--- Supplied information ---
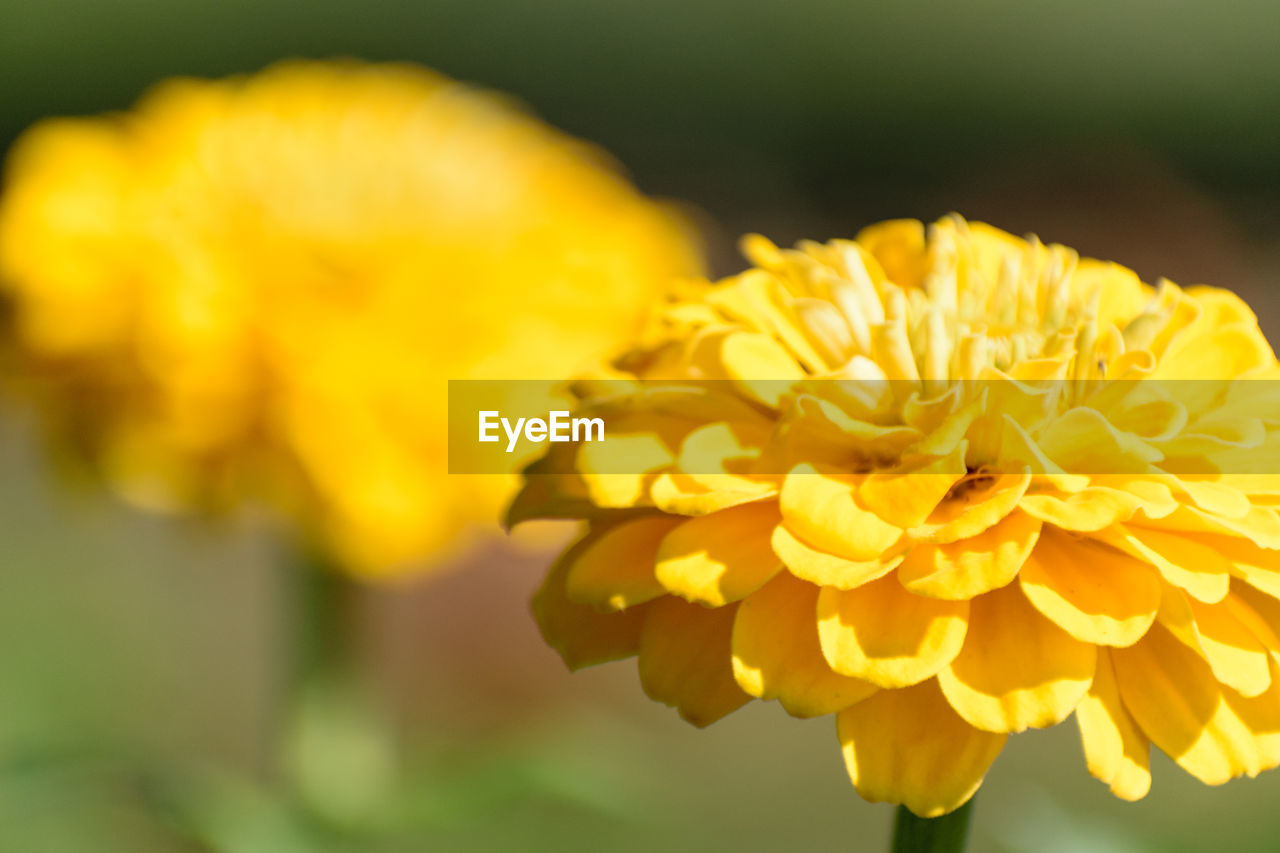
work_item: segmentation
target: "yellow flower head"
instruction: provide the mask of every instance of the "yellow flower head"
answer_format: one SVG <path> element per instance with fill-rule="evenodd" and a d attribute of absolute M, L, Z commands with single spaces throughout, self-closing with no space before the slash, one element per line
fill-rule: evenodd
---
Exercise task → Write out the listing word for word, from its beginning down to and including the line that contains "instruction: provide the", and leave the picture out of your answer.

The result →
work_item: segmentation
target: "yellow flower head"
instruction: provide the mask of every instance of the "yellow flower head"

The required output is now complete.